## INFORMATION SUPPLIED

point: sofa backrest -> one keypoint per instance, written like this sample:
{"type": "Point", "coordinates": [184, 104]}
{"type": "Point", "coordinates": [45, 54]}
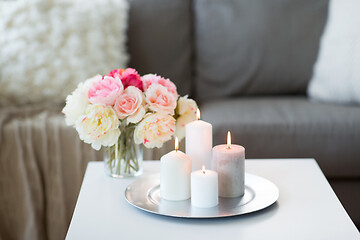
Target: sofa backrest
{"type": "Point", "coordinates": [160, 40]}
{"type": "Point", "coordinates": [240, 47]}
{"type": "Point", "coordinates": [256, 47]}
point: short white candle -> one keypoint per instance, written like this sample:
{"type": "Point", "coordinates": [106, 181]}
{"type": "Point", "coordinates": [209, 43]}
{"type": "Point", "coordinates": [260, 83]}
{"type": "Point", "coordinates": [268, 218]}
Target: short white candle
{"type": "Point", "coordinates": [199, 143]}
{"type": "Point", "coordinates": [204, 188]}
{"type": "Point", "coordinates": [175, 175]}
{"type": "Point", "coordinates": [229, 162]}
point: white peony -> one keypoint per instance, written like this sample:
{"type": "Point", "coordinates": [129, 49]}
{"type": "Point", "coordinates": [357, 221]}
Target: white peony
{"type": "Point", "coordinates": [154, 130]}
{"type": "Point", "coordinates": [77, 102]}
{"type": "Point", "coordinates": [185, 105]}
{"type": "Point", "coordinates": [186, 109]}
{"type": "Point", "coordinates": [99, 126]}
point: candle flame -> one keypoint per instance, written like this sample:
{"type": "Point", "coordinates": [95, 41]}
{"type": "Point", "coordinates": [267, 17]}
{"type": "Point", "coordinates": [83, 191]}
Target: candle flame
{"type": "Point", "coordinates": [229, 140]}
{"type": "Point", "coordinates": [176, 144]}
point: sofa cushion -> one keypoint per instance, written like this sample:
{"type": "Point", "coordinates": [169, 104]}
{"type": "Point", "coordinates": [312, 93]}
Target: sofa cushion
{"type": "Point", "coordinates": [291, 127]}
{"type": "Point", "coordinates": [160, 40]}
{"type": "Point", "coordinates": [256, 47]}
{"type": "Point", "coordinates": [336, 75]}
{"type": "Point", "coordinates": [48, 47]}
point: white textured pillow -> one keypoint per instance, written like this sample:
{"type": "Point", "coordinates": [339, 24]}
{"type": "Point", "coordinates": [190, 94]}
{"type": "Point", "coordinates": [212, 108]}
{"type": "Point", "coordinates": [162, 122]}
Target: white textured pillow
{"type": "Point", "coordinates": [48, 46]}
{"type": "Point", "coordinates": [336, 76]}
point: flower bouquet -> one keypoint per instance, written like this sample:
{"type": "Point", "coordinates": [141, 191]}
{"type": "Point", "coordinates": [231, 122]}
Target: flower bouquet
{"type": "Point", "coordinates": [123, 110]}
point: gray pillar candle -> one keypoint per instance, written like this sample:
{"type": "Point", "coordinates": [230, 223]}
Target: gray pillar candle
{"type": "Point", "coordinates": [229, 163]}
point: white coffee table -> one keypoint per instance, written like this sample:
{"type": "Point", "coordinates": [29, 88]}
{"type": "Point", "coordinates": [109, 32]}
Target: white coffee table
{"type": "Point", "coordinates": [306, 209]}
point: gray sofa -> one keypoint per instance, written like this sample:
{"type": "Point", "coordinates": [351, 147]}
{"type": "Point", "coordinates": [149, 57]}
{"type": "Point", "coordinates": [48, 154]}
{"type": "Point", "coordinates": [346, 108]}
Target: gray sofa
{"type": "Point", "coordinates": [247, 63]}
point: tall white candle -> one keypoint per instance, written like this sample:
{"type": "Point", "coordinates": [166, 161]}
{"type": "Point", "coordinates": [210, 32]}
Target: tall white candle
{"type": "Point", "coordinates": [204, 188]}
{"type": "Point", "coordinates": [175, 175]}
{"type": "Point", "coordinates": [229, 162]}
{"type": "Point", "coordinates": [199, 143]}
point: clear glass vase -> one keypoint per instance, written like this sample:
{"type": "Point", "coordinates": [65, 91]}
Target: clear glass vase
{"type": "Point", "coordinates": [125, 158]}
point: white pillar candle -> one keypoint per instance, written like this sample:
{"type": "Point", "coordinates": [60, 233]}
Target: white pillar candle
{"type": "Point", "coordinates": [199, 143]}
{"type": "Point", "coordinates": [175, 175]}
{"type": "Point", "coordinates": [204, 188]}
{"type": "Point", "coordinates": [229, 163]}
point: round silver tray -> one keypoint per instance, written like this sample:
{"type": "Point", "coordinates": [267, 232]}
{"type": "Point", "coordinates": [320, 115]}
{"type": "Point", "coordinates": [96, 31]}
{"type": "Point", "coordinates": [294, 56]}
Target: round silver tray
{"type": "Point", "coordinates": [145, 195]}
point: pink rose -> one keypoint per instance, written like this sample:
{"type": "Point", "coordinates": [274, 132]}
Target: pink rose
{"type": "Point", "coordinates": [128, 77]}
{"type": "Point", "coordinates": [160, 99]}
{"type": "Point", "coordinates": [105, 91]}
{"type": "Point", "coordinates": [150, 79]}
{"type": "Point", "coordinates": [129, 104]}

## PROBLEM STATEMENT
Could you set down every record above word for word, leaving out the pictures?

## EXERCISE ANSWER
point: sofa backrest -> one keypoint per instance, written like this sample:
{"type": "Point", "coordinates": [184, 104]}
{"type": "Point", "coordinates": [45, 54]}
Target: sofa backrest
{"type": "Point", "coordinates": [160, 40]}
{"type": "Point", "coordinates": [240, 47]}
{"type": "Point", "coordinates": [256, 47]}
point: short white candle -> one keypoint per instance, written like this sample:
{"type": "Point", "coordinates": [106, 181]}
{"type": "Point", "coordinates": [209, 43]}
{"type": "Point", "coordinates": [260, 83]}
{"type": "Point", "coordinates": [268, 218]}
Target: short white candle
{"type": "Point", "coordinates": [199, 143]}
{"type": "Point", "coordinates": [204, 188]}
{"type": "Point", "coordinates": [175, 175]}
{"type": "Point", "coordinates": [229, 162]}
point: white peony -> one keypoint per instance, written like this sample:
{"type": "Point", "coordinates": [129, 49]}
{"type": "Point", "coordinates": [357, 221]}
Target: white peony
{"type": "Point", "coordinates": [154, 130]}
{"type": "Point", "coordinates": [77, 102]}
{"type": "Point", "coordinates": [185, 105]}
{"type": "Point", "coordinates": [186, 109]}
{"type": "Point", "coordinates": [99, 126]}
point: candle flame -> one keypoint per instance, written like this sample:
{"type": "Point", "coordinates": [95, 41]}
{"type": "Point", "coordinates": [267, 17]}
{"type": "Point", "coordinates": [83, 191]}
Target: candle flame
{"type": "Point", "coordinates": [229, 140]}
{"type": "Point", "coordinates": [176, 144]}
point: sofa cushion -> one keypoint per instance, written like this sample:
{"type": "Point", "coordinates": [169, 104]}
{"type": "Point", "coordinates": [312, 93]}
Target: sofa cushion
{"type": "Point", "coordinates": [291, 127]}
{"type": "Point", "coordinates": [160, 40]}
{"type": "Point", "coordinates": [256, 47]}
{"type": "Point", "coordinates": [336, 75]}
{"type": "Point", "coordinates": [48, 47]}
point: white textured pillow -> one keypoint per instance, written like this sample:
{"type": "Point", "coordinates": [339, 24]}
{"type": "Point", "coordinates": [190, 94]}
{"type": "Point", "coordinates": [212, 108]}
{"type": "Point", "coordinates": [162, 122]}
Target: white textured pillow
{"type": "Point", "coordinates": [48, 46]}
{"type": "Point", "coordinates": [336, 76]}
point: flower bouquet -> one keypoint per instance, written like this sample:
{"type": "Point", "coordinates": [141, 191]}
{"type": "Point", "coordinates": [231, 122]}
Target: flower bouquet
{"type": "Point", "coordinates": [123, 110]}
point: gray pillar candle -> one keypoint per instance, written like this sample:
{"type": "Point", "coordinates": [230, 223]}
Target: gray pillar candle
{"type": "Point", "coordinates": [229, 163]}
point: white coffee table -> one keypoint per instance, written like this sample:
{"type": "Point", "coordinates": [29, 88]}
{"type": "Point", "coordinates": [109, 32]}
Target: white coffee table
{"type": "Point", "coordinates": [306, 209]}
point: gray sofa -> one keypoint per instance, written like this sample:
{"type": "Point", "coordinates": [351, 147]}
{"type": "Point", "coordinates": [149, 57]}
{"type": "Point", "coordinates": [48, 154]}
{"type": "Point", "coordinates": [346, 108]}
Target: gray sofa
{"type": "Point", "coordinates": [247, 63]}
point: tall white candle -> one keypoint per instance, written like this sample:
{"type": "Point", "coordinates": [166, 161]}
{"type": "Point", "coordinates": [210, 32]}
Target: tall white candle
{"type": "Point", "coordinates": [204, 188]}
{"type": "Point", "coordinates": [175, 175]}
{"type": "Point", "coordinates": [229, 162]}
{"type": "Point", "coordinates": [199, 143]}
point: clear glass vase -> one keypoint per instance, written like this sample:
{"type": "Point", "coordinates": [65, 91]}
Target: clear glass vase
{"type": "Point", "coordinates": [125, 158]}
point: white pillar candle -> one keypoint per instance, written like this sample:
{"type": "Point", "coordinates": [60, 233]}
Target: white pillar candle
{"type": "Point", "coordinates": [199, 143]}
{"type": "Point", "coordinates": [175, 175]}
{"type": "Point", "coordinates": [204, 188]}
{"type": "Point", "coordinates": [229, 163]}
point: round silver tray -> one keypoint per instance, written like this sample:
{"type": "Point", "coordinates": [267, 232]}
{"type": "Point", "coordinates": [320, 115]}
{"type": "Point", "coordinates": [96, 31]}
{"type": "Point", "coordinates": [294, 56]}
Target: round silver tray
{"type": "Point", "coordinates": [145, 195]}
point: pink rose -> one keypoint per instance, written like this sample:
{"type": "Point", "coordinates": [274, 132]}
Target: pink rose
{"type": "Point", "coordinates": [128, 77]}
{"type": "Point", "coordinates": [160, 99]}
{"type": "Point", "coordinates": [105, 91]}
{"type": "Point", "coordinates": [150, 79]}
{"type": "Point", "coordinates": [129, 104]}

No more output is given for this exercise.